They have outsiders doing their research for them for free! When you design a car...read all of the magazine reviews of them. Now with the internet you can even read customer reviews all day. Some criticisms will be fair and some not. Some will be doable and some just cost prohibitive. When they all agree that something is a problem, FIX IT!!! You might not be able to do it that next year but do it eventually.

The bloated bureacracy complaint kind of reminds me of our government.


EDIT: (Add)

Maybe they really just don't care. (The people running the car companies.) Maybe they really are just about making money and don't want to risk that. For some reason, industry in general in America is kinda weary about new things and good things. No one ever wants to take that risk. Think about the movie and music industry for example... All they do is feed the populous cookie cutter garbage for most of the year, with a few waning examples of creativity and the "new" kind of thing. And who thinks this is a good idea? The people at the top of the totem pole. For some reason they never see the big picture, (no pun intended) and try to put out a good product. It all comes down to greed. What’s the worst part about it is that people don’t hold these companies any kind of responsible for the shit they make. Arch you bring up a great point, about Ford making better cars overseas. If Congress had half a brain, they would be asking the same question of the automobile industry. It’s sad that with this industry taking a dive it’s taking down an entire city and football team with it.

Records from a collection:
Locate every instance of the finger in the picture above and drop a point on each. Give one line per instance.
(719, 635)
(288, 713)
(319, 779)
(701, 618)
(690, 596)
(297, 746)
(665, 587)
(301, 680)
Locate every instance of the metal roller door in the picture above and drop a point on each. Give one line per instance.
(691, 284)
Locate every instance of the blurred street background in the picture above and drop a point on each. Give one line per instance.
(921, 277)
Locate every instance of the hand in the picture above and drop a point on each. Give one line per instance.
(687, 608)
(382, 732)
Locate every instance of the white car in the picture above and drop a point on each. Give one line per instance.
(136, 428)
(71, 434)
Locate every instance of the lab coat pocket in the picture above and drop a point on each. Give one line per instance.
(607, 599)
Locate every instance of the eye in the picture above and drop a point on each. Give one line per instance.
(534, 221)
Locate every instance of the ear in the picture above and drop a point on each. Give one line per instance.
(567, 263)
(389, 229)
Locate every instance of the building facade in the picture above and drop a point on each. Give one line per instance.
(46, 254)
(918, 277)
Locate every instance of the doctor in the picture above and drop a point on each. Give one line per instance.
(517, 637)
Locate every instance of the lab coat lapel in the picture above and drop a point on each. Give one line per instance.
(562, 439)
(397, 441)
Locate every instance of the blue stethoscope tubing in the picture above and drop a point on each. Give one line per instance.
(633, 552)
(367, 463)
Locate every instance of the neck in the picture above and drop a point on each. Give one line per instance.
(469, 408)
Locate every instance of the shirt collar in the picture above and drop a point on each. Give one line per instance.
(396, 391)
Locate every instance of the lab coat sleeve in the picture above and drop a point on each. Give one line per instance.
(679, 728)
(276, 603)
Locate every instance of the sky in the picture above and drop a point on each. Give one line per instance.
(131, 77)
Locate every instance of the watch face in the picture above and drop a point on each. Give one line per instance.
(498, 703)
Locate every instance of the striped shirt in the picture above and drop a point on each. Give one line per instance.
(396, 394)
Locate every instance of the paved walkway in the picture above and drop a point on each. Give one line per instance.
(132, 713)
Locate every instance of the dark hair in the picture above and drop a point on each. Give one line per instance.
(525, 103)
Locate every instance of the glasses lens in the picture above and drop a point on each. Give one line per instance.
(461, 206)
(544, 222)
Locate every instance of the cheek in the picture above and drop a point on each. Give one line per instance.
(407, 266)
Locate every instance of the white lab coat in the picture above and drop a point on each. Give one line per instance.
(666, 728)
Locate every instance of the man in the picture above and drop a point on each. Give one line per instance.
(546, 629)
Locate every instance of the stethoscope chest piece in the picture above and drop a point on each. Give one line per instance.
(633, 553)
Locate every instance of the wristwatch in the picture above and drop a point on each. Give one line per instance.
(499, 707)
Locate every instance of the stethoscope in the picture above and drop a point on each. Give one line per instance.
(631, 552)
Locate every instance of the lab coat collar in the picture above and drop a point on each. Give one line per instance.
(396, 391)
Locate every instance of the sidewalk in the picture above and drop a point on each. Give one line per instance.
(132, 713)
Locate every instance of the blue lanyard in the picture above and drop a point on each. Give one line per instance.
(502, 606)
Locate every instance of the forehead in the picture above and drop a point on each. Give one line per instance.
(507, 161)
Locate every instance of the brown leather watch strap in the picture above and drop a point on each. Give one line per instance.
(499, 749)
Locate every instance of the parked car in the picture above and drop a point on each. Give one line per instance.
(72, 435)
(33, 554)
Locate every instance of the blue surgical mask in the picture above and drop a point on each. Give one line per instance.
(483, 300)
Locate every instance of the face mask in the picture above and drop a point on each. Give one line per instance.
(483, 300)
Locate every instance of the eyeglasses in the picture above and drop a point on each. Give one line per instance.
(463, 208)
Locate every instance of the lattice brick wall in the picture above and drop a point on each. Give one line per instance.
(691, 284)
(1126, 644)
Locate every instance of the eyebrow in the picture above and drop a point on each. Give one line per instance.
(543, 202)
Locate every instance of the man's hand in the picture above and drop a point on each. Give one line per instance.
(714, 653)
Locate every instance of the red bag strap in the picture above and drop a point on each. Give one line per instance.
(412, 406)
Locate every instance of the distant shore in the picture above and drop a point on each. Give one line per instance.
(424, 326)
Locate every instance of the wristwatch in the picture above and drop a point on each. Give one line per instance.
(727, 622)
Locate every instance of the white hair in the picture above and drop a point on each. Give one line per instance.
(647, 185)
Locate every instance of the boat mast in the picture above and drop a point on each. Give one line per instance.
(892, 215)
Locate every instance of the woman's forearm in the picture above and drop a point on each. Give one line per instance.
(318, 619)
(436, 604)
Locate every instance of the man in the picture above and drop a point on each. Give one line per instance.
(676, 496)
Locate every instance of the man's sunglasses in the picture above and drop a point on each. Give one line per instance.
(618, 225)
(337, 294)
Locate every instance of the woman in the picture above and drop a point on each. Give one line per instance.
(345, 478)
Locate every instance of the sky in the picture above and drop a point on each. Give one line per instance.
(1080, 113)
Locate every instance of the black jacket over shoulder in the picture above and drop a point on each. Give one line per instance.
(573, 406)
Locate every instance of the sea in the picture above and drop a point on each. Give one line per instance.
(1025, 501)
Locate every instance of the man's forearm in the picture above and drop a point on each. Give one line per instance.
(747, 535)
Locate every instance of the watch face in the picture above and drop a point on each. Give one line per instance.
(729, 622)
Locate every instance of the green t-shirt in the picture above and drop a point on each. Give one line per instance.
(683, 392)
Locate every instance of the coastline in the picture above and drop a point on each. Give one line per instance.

## EXERCISE DESCRIPTION:
Continue the post on American car companies ignoring their critics, picking up right after its final sentence.

## EXPECTED ANSWER:
American bureaucracy (biz and gov) has no faith in the American people. They are so afraid of the cunty vocal minority and letter writing mid westerners wiht nothing better to do with their lives that they are afraid to take chances. They feel that the sheep aren't bright enough or else too scared of change to accept something different. Their procedures are so set in stone that it costs too much to come out with something new until you market research it to death to the point where all the newness is taken right out of it and you end up with a minimal change from the shit you already had.